SOURCE —
*****
Matrescence. Motherhood expectations vs the stark reality.
6 min read
If you’d asked me how I thought Motherhood was going to change me and my life before I had children, I would have said that not too much and not for long. How foolish I was!
I thought: ‘I’ll keep working, having fun and kids will adapt to our rather indulgent lifestyle. I will be the same woman but with a new baby on toll”. Even during pregnancy, I held as much as possible to this lifestyle… We went to Glastonbury festival when I was 9 weeks and I remember looking carefully at all the parents there truly believing that THAT was going to be us in just a few years. 5 years later and I’m nowhere near to going to a music festival with my children and to be honest it’s not on my bucket list!!
The reality is that when I became a mother, EVERYTHING changed! I changed. Sometimes to the point of not recognising myself anymore.
During the first few months, I experienced lots of uncomfortable, painful and confusing feelings. I felt disconnected, battling with constant inner struggles - wanting to be there for my baby at every moment but missing my old life like crazy!
By the time my first was almost 3 and my youngest was about to turn one - I was still battling with some of these initial struggles plus new ones as my first was well into the terrible twos and I was negotiating life with two under two.
Matrescence is the process of mother-becoming. It starts before birth, it repeats with every baby and some say it may be life-lasting.
It was then that I discovered what I like to call the missing piece. It’s called Matrescence and it basically explained everything I had been experiencing for almost 3 years.
*****
SOURCE DATA —
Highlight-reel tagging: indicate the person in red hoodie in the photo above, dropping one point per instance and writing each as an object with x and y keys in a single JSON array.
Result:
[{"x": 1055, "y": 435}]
*****
THE PROBLEM — According to the matrescence article, how far along in pregnancy was the writer when attending Glastonbury festival? Rely only on the matrescence article for what follows.

REPLY — 9 weeks.